(EXERCISE) In the AAV research summary, please copy the part that opens with "Aim 1 focuses" and closes with "representative cell lines.", switching "electron microscopy" to "cryo-electron microscopy".

Adeno-associated virus (AAV) is a leading candidate vector for in vivo and ex vivo gene therapy, for cellular delivery of DNA to correct genetic errors deficiencies or predispositions to disease. Our long term goal is to understand the virus-host interactions that mediate the efficiency with which AAV enters specific cells and tissues. This foundation will support the widely sought goals of targeting naturally non-permissive cells, and reducing the adverse effects of transgene expression in off-target tissues.
Aim 1 focuses on the first step in cell entry, attachment to the primary receptor, which is heparan sulfate (HS) proteoglycan for several human AAVs. It builds on our structures of AAV-2, -3 & -6, and unexpected diversity in the HS binding site of these otherwise homologous viruses. Crystallography and electron microscopy (EM) will be used to characterize the diversity of HS interactions that has evolved in AAV, correlating structure with measured heparin affinity, cell attachment and cell entry, measured by in vitro transgene expression. Our goal is to elucidate the structure-affinity determinants of attachment that modulate the efficiency of entry and the differential susceptibility of specific cell types. Our understanding will be tested by engineering vectors with altered HS interactions, and characterizing their attachment and entry in a panel of representative cell lines.
Aim 2 will elucidate the major antigenic determinants in a human polyclonal neutralizing antibody response. Our structure of AAV-DJ, a chimeric recombinant selected to escape pooled neutralizing serum, shows change localized around a likely dominant AAV2 monoclonal epitope visualized by EM. It opens a direct path to human polyclonal interactions: selection for neutralizing serum escape from a library of random single-site mutants. Dominant antigenic sites will be mapped through clustering of mutations on the AAV structure.
Aim 2 will have impact in the design of neutralization-resistant vectors for in vivo human gene therapies, and will guide structural studies of MAb complexes to those that best model interactions that are important in human patients.
Aim 3 focuses on co-receptors involved in the second step of cell entry. Our first goal is to rationalize a growing list of integral membrane proteins that have been implicated by various lines of evidence. Genomic approaches, including gene trapping, cDNA expression cloning and RNA interference, will be used to rank the functional importance of interactions to viral entry. They will also help distinguish direct AAV interactions from modulation of cellular pathways indirectly affecting rAAV transgene expression. Following confirmation by complementation and other methods, ecto-domain constructs will be expressed for measurement of binding affinities and for structural characterization by cryo-EM or footprinting by hydrogen / deuterium exchange mass spectrometry. Thus, Aim 3 will advance the basic understanding of a poorly understood aspect of AAV biology that will likely also prove important in cellular targeting of vectors.
Structure-function analysis of the molecular interactions of Adeno-associated Virus (AAV) with cellular receptors and neutralizing antibodies will lay a key foundation, enabling development of more efficient vectors for gene therapy treatments of genetic disorders, such as hemophilia, and other diseases, including cancer. The proposed basic science will facilitate the engineering of viral capsids to resist immune neutralization and more specifically target diseased cells, so that therapies can be delivered safely to the desired tissues with reduced adverse effects of off-target transgene expression and immune reaction.

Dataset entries

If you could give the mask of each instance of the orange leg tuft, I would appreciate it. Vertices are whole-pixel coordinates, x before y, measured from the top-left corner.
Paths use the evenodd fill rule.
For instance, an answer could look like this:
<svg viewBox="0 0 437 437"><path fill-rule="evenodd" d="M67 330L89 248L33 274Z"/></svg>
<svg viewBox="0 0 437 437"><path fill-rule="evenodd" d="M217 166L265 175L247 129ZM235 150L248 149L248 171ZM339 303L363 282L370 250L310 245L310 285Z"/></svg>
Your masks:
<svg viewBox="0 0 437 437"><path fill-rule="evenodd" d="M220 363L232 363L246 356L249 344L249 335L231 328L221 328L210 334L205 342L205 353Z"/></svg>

(YOUR SOLUTION)
Aim 1 focuses on the first step in cell entry, attachment to the primary receptor, which is heparan sulfate (HS) proteoglycan for several human AAVs. It builds on our structures of AAV-2, -3 & -6, and unexpected diversity in the HS binding site of these otherwise homologous viruses. Crystallography and cryo-electron microscopy (EM) will be used to characterize the diversity of HS interactions that has evolved in AAV, correlating structure with measured heparin affinity, cell attachment and cell entry, measured by in vitro transgene expression. Our goal is to elucidate the structure-affinity determinants of attachment that modulate the efficiency of entry and the differential susceptibility of specific cell types. Our understanding will be tested by engineering vectors with altered HS interactions, and characterizing their attachment and entry in a panel of representative cell lines.